*What is being asked*
The data must be given again exactly as written, with all images omitted.

[Records drawn from a dataset]
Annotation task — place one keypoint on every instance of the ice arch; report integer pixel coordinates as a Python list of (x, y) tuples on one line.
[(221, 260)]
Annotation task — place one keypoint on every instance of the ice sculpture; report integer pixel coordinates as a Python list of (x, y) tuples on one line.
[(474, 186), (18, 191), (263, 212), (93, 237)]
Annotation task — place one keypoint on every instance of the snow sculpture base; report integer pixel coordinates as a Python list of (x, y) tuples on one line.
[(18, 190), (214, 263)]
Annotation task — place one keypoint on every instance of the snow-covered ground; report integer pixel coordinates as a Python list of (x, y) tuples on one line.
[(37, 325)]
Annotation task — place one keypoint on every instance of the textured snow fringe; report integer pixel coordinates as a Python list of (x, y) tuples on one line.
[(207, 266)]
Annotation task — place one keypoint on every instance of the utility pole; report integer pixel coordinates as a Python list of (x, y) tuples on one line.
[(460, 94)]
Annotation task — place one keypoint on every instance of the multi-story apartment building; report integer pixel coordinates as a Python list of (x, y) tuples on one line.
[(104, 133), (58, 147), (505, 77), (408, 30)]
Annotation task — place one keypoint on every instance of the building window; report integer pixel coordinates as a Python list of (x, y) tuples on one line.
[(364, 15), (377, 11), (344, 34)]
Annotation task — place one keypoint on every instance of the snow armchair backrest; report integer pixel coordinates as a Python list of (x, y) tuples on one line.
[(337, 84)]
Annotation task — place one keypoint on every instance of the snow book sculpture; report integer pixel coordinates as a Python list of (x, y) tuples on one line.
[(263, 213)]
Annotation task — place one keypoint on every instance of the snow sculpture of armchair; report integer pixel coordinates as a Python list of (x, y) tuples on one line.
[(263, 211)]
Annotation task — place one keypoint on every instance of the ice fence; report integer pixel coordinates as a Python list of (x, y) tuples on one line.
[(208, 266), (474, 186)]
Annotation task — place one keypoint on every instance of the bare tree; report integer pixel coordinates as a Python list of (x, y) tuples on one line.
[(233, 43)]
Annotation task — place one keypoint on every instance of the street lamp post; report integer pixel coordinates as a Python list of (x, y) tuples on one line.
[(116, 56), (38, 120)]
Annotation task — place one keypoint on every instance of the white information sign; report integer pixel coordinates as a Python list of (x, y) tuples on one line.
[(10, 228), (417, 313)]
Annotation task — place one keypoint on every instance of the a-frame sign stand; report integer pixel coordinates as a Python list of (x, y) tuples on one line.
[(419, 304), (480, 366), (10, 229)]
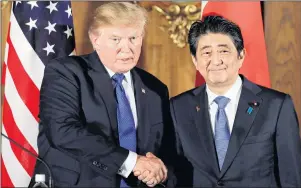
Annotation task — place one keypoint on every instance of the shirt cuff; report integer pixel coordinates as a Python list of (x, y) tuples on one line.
[(128, 165)]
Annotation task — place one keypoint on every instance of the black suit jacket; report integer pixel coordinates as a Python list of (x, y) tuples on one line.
[(78, 134), (264, 148)]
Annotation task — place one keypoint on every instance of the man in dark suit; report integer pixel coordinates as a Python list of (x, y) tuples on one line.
[(103, 121), (232, 132)]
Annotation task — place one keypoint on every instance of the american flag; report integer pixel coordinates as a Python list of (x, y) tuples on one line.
[(38, 32)]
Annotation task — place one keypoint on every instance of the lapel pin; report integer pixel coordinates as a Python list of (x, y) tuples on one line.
[(254, 104), (250, 110)]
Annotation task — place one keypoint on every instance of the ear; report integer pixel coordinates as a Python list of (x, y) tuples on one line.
[(242, 56), (94, 38), (194, 60)]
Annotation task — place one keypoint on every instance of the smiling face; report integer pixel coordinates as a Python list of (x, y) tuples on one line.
[(119, 47), (217, 59)]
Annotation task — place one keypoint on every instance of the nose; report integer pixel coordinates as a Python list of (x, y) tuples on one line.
[(215, 59), (125, 46)]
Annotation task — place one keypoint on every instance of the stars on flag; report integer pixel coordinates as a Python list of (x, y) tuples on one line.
[(49, 48), (32, 4), (68, 32), (52, 7), (50, 27), (32, 23), (68, 11)]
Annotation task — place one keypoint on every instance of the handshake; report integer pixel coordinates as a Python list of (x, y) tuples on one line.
[(150, 169)]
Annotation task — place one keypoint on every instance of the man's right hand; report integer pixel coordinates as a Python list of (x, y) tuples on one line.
[(150, 169)]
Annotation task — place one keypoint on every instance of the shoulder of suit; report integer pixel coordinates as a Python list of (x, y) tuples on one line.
[(148, 77), (268, 92), (187, 94), (73, 63)]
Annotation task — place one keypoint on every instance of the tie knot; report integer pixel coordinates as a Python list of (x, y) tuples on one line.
[(221, 101), (118, 78)]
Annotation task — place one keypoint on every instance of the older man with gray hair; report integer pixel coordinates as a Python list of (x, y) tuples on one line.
[(103, 120)]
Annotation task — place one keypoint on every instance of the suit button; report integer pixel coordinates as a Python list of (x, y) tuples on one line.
[(104, 167), (220, 183), (95, 163)]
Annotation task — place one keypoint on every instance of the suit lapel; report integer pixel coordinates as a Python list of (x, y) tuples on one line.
[(243, 121), (203, 125), (141, 93), (103, 85)]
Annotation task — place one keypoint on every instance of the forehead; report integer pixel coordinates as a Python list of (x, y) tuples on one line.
[(215, 40), (121, 31)]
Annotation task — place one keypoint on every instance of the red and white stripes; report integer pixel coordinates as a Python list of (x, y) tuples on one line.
[(23, 76)]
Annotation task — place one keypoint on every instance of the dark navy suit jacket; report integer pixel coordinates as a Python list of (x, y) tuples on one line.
[(78, 135), (264, 148)]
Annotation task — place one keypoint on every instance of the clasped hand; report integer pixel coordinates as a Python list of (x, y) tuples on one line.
[(150, 169)]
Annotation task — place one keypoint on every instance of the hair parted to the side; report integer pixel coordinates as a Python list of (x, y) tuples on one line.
[(117, 14), (214, 24)]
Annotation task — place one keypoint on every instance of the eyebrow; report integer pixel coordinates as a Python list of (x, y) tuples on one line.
[(220, 45), (204, 47), (223, 45)]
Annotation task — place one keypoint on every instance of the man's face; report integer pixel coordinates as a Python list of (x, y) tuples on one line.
[(217, 59), (119, 48)]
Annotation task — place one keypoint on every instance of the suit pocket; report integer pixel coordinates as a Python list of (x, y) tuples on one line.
[(64, 168), (258, 138)]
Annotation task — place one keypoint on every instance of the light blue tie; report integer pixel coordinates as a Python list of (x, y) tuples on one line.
[(222, 133), (125, 119)]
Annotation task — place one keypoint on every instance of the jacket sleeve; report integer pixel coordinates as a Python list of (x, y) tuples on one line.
[(60, 114), (288, 145)]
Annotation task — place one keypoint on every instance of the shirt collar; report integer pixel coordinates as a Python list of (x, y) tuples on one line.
[(232, 93), (127, 75)]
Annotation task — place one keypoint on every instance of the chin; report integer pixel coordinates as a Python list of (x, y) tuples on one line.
[(126, 67)]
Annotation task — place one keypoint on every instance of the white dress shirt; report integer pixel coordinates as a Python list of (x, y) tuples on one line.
[(233, 94), (129, 164)]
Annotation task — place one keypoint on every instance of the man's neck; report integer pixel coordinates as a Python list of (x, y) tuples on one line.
[(221, 89)]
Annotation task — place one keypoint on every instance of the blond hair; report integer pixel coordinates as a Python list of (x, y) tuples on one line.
[(117, 13)]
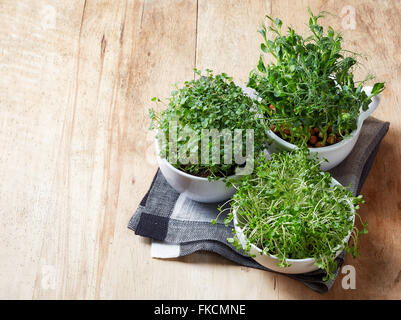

*Answer to this problem*
Annotation task — place one keypoint on every instance of the ice arch; report integer pixel coordinates as a Python list of (x, y) tuples on one line.
[(221, 260)]
Annotation task — place one keypoint on every instance of the ice sculpture; report integer pixel coordinates as a Python list of (x, y) tuples on one line.
[(474, 186), (18, 191), (263, 212), (93, 237)]
Annotation task — place one keypoint on every instance of the snow sculpture base; report integer pixel coordinates as a Python list of (x, y) tuples on one line.
[(18, 190), (214, 263)]
Annotation task — place one keypoint on every instance of the snow-covered ground; report integer pixel coordinates as a Python list of (x, y) tuples on one line.
[(37, 325)]
Annotation task — place one keypoint on every instance of the textured snow fringe; report integer pixel coordinates as a Python list of (x, y) tuples on one line.
[(207, 266)]
Annotation task — place one keypoint on every instance of the utility pole; report integer pixel coordinates as a Python list of (x, y) tuples on one line.
[(460, 94)]
Annotation task — place one keypoint on every instance of the multi-story apartment building; report integer pixel coordinates as a Python list of (x, y) tuples on one line.
[(104, 133), (58, 147), (505, 77), (408, 30)]
Annotation task — place one keypoint on every instance of the building window; report integer pixel coordinates as a Python list of (x, y) tuples on one line.
[(364, 15), (377, 11), (344, 34)]
Annotation task — place one keypoint on every instance of the snow armchair backrest; report integer pixel coordinates as a Python list of (x, y) tuples on one line.
[(337, 84)]
Annotation task — place one keypoint on every instance of the snow book sculpture; report integer pixel coordinates as a Python list of (x, y) tuples on one line.
[(263, 213)]
Annotation task — place one keypoint on every instance of the snow sculpture of armchair; report integer pixel coordinates as a Python list of (x, y) tuples on one line.
[(263, 211)]
Annotation task — place one keypoint on every instance of the ice fence; report integer pixel coordinates as a Python list of (x, y) tuples on one line.
[(208, 266), (474, 186)]
Annotation task — place one keypoint on every instance of the bare tree; report integer pixel coordinates as a Python list of (x, y) tuples on one line.
[(233, 43)]
Annotation task — place one keypoint on every instance of the street lamp post; report integer pixel coordinates as a Python list of (x, y) tuples on one line.
[(116, 56), (38, 120)]
Annotation task — place one keypoint on every instance of the white information sign; report integer pixel coordinates as a Python list of (x, y) tuples on one line.
[(10, 228), (417, 313)]
Annotation task — place one keypoint on every instance of the a-frame sign stand; report integer pixel coordinates as a Python list of (x, y) tuples on one line.
[(419, 304), (480, 366), (10, 229)]
Annotation task — place one keypoint on every instance of the shirt cuff; report integer pixel coordinates as a Python list of (x, y) tuples on one line.
[(128, 165)]
Annotation task — place one keypoint on every instance of the black suit jacket; report integer pixel coordinates as a Python list of (x, y) tuples on one line.
[(78, 134), (264, 148)]
Annotation task — place one keypoint on every instance of the man in dark suit; report integer pixel coordinates as a Python list of (x, y) tuples on one line.
[(103, 121), (232, 132)]
Annotation task — place one keypoint on every instance of the american flag; report integer pixel coordinates as a Python list of (x, y) tuples on one line.
[(38, 32)]
Annotation task — place one keypoint on every instance of the lapel pin; report integer pixel coordinates as a Python list of (x, y) tuples on one line.
[(254, 104), (250, 110)]
Annotation task — place one keypoint on every instance of the ear; report integer pixel coordinates as a Python list of (x, y) tuples on one line.
[(242, 56), (94, 38), (194, 60)]
Annotation task — place one keypoint on every instance of the smiling face; report integer pixel coordinates as a Python list of (x, y) tuples on one line.
[(119, 47), (217, 59)]
Annotation task — place one keypoint on every instance of the nose; report integer pixel coordinates as a Python list of (x, y) tuples on one line.
[(215, 59), (125, 46)]
Annotation task — place one keypoint on every instance of the stars on flag; report integer pixel coordinates as a Python list of (x, y) tuples on one line.
[(49, 48), (32, 4), (68, 32), (52, 7), (50, 27), (32, 23), (68, 11)]
Annotation task — place one keypoint on every instance of the handshake; report integer pixel coordinates as a Python list of (x, y) tuples on one line.
[(150, 169)]
Annotation task — place one keypoint on every instance of the man's right hand; report integer pixel coordinates as a Python list of (x, y) tuples on one line.
[(150, 169)]
Annotation task — place one keypoint on every instance of the shoulder of suit; report integer pixel coordinates as a Python list of (x, y) tuples on one line.
[(148, 77), (268, 92), (187, 94), (73, 63)]
Annotation task — place one keypoint on every instance of the tie knot; report integer pixel coordinates as a Python list of (x, y) tuples on one line.
[(221, 101), (118, 78)]
Annotation task — place one keypoint on every instance of the older man with gray hair; report integer pixel coordinates as a Python list of (x, y) tuples on one line.
[(103, 120)]
Annotation task — place one keypoint on every instance of the suit button; report integer pixel coordinates as a Python list of (x, y) tuples on one line.
[(104, 167), (220, 183), (95, 163)]
Annotation task — place one keypoint on every instance of the suit lapel; report integer pixel coordinates as a Python list of (x, y) tuples on one line.
[(243, 121), (203, 125), (141, 93), (103, 85)]
Annotation task — place one keypoint on every instance of the forehead; report integer pixel coordinates as a Python list of (x, y) tuples on one line.
[(215, 40), (121, 31)]
Annotation task — place one keypoint on every instance of the red and white stripes; report integer pixel coordinates as a Python list of (x, y) tuples on one line.
[(23, 76)]
Annotation task — place one keypoint on every instance of the dark navy suit jacket; report integer pixel coordinates as a Python list of (x, y) tuples on one line.
[(78, 135), (264, 148)]
Annotation task — place one keypoint on every instance of the clasped hand; report integer pixel coordinates as a Python list of (x, y) tuples on one line.
[(150, 169)]
Annotation task — place one keypoint on every instance of the hair parted to the side; report integer pixel coordinates as a Python list of (x, y) tuples on one line.
[(117, 14), (214, 24)]
Annotation task — place one keypoint on every instance of the eyebrow; report integer pixel coordinates as a Python list of (x, y) tuples on one line.
[(220, 45), (204, 47), (223, 45)]
Annotation task — place one keypoint on every instance of the man's face; report integer pixel coordinates as a Python list of (x, y) tuples on one line.
[(217, 59), (119, 48)]
Annotation task — place one keypoint on every instance of the suit pocket; report integer pixel coordinates as a Python list of (x, y) tuples on one line.
[(64, 168), (258, 138)]
Annotation task — place one keypoint on every instance of the light blue tie; report integer pixel coordinates as a Python list of (x, y) tuples on one line.
[(222, 133), (125, 119)]
Annotation task — place one keypoint on every instance of the jacket sleeve; report integer pixel coordinates as a Python list of (x, y) tuples on one line.
[(60, 114), (288, 145)]
Annotation task — place one keypoint on every instance of the shirt collar; report integer pixel coordinates as a Python list of (x, y) tuples on one line.
[(232, 93), (127, 75)]
Annotation task — place one keypoint on every instance of the chin; report integer pixel coordinates as a Python list of (x, y) tuples on one line.
[(126, 67)]
Annotation task — place one keypoint on every instance of the white dress shirt; report integer pixel coordinates as a Python list of (x, y) tuples on one line.
[(233, 94), (129, 164)]
Annotation task — place one keypoint on every instance of the man's neck; report integer pixel coordinates as a Python list of (x, y) tuples on one line.
[(221, 89)]
Annotation task — place one keypoint on every instance of the blond hair; report integer pixel coordinates as a Python list of (x, y) tuples on one line.
[(117, 13)]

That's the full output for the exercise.